What is required | Pull out every line in the listing below that contains the string "cemetery", and copy each one unchanged.

━━━━━━━━━━━━━━━━

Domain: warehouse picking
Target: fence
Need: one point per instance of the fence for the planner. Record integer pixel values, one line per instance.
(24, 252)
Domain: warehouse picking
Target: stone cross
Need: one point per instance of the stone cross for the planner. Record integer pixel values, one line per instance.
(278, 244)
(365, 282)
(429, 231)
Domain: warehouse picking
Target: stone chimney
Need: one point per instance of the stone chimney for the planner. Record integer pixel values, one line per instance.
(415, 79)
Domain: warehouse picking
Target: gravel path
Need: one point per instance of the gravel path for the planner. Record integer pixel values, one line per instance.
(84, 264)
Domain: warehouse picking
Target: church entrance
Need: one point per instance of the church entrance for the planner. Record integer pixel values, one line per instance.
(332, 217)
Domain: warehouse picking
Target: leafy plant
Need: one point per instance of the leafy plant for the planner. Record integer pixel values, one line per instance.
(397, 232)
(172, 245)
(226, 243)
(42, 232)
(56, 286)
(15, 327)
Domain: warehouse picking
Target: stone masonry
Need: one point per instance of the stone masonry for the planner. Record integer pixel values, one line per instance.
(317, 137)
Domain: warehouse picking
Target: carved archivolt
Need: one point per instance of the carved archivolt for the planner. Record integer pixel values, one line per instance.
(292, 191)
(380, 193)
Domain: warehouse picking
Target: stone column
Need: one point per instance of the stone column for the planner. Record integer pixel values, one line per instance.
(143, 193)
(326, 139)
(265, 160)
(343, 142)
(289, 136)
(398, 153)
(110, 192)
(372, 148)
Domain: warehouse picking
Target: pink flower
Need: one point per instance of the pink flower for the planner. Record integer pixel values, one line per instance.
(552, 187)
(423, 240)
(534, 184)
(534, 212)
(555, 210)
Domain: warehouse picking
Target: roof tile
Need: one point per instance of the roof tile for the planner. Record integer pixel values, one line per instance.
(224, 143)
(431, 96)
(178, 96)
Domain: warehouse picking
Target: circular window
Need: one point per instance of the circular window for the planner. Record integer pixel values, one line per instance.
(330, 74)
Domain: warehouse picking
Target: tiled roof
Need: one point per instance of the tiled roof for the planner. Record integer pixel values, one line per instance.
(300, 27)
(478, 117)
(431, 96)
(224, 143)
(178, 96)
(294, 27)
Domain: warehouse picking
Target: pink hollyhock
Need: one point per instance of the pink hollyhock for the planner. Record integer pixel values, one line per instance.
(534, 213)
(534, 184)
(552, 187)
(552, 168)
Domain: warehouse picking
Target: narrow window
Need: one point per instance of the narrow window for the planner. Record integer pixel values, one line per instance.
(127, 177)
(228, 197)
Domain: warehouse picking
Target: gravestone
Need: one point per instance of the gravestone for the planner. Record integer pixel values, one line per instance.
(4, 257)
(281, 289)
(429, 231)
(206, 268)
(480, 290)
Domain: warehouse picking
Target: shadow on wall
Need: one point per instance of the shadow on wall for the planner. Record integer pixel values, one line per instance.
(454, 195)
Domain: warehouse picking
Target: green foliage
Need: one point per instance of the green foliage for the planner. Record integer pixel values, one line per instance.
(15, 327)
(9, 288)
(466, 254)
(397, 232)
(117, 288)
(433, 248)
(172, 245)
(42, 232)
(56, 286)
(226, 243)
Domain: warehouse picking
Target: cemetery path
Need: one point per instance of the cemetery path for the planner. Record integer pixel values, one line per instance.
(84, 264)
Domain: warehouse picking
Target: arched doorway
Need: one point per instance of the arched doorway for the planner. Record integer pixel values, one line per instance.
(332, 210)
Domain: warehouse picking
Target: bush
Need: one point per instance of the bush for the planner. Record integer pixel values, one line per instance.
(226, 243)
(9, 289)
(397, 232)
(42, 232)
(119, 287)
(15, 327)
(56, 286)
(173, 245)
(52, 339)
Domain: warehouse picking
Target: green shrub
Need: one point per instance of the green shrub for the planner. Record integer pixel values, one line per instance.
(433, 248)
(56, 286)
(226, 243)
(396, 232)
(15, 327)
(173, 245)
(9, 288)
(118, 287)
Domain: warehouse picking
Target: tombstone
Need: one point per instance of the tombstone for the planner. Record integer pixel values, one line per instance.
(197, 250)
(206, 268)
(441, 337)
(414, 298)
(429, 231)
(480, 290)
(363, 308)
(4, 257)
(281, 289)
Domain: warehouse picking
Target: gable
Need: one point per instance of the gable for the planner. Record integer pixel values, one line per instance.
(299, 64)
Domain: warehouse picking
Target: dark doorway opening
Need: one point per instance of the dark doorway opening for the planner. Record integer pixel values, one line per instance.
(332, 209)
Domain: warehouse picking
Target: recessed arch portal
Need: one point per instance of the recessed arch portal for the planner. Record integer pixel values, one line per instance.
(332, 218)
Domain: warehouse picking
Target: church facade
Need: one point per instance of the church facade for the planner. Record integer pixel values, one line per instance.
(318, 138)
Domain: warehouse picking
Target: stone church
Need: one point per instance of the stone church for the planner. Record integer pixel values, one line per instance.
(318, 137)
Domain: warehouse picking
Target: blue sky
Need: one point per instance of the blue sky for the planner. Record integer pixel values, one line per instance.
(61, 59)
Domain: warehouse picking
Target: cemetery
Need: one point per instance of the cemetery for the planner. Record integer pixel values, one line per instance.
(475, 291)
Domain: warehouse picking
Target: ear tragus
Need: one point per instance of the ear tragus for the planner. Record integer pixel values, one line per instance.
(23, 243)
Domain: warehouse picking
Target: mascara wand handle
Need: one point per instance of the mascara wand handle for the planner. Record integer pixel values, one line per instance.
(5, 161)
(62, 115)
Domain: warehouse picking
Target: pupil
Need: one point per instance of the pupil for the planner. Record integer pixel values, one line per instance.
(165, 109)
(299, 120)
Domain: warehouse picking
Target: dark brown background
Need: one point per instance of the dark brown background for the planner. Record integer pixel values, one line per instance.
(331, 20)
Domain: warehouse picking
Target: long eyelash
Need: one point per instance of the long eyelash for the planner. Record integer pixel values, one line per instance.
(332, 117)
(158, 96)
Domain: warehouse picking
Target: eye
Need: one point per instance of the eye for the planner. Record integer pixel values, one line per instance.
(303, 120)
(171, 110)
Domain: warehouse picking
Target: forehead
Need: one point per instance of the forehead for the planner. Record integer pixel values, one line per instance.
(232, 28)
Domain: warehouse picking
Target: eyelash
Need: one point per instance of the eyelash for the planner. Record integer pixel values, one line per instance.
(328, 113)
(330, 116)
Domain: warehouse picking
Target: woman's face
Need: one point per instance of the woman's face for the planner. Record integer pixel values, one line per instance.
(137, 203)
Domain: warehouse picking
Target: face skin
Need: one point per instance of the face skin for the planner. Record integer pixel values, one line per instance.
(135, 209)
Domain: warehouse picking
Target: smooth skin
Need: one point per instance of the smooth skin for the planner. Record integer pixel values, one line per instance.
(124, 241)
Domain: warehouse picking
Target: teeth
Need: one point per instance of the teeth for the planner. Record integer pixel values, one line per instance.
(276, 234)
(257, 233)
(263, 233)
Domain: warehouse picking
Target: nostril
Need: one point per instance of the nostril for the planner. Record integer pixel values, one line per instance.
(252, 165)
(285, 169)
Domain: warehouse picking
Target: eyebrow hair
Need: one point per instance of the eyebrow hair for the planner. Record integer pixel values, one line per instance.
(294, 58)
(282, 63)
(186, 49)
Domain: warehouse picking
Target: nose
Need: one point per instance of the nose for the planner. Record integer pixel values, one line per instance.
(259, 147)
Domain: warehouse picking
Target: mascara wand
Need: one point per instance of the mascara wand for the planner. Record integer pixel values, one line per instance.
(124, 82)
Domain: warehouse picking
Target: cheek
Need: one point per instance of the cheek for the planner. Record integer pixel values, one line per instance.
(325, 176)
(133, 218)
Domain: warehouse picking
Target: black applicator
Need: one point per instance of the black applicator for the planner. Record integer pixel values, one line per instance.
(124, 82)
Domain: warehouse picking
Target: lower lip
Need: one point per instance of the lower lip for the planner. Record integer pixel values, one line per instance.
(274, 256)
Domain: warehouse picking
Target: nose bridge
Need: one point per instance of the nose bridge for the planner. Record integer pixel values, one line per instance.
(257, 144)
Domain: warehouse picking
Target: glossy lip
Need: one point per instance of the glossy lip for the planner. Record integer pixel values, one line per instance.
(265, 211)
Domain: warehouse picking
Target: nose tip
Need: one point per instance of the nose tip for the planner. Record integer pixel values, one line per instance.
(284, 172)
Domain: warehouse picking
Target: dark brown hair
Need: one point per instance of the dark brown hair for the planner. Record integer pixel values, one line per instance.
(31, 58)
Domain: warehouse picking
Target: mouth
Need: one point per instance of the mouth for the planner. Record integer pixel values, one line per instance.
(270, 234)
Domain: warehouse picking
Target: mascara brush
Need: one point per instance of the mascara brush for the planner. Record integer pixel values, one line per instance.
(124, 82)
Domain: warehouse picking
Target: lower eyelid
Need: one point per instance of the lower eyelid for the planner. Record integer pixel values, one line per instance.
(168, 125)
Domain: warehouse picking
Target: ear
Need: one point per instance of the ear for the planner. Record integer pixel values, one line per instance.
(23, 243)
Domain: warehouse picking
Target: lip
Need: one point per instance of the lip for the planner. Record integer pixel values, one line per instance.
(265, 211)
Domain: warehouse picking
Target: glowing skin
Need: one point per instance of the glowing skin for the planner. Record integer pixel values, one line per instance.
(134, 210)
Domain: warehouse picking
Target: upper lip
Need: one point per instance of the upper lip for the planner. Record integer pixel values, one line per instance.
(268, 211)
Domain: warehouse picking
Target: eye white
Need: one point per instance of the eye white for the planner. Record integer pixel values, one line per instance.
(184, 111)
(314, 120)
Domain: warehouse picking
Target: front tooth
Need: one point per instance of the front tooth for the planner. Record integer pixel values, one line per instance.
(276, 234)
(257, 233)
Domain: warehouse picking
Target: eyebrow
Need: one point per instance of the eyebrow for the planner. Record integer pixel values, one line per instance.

━━━━━━━━━━━━━━━━

Result of the exercise |
Target: cemetery path
Need: one point per instance of the cemetery path for the planner. Record integer pixel values, one line per instance.
Target: cemetery
Need: one point per instance of the cemetery for the planner. Record integer pixel values, one line per instance.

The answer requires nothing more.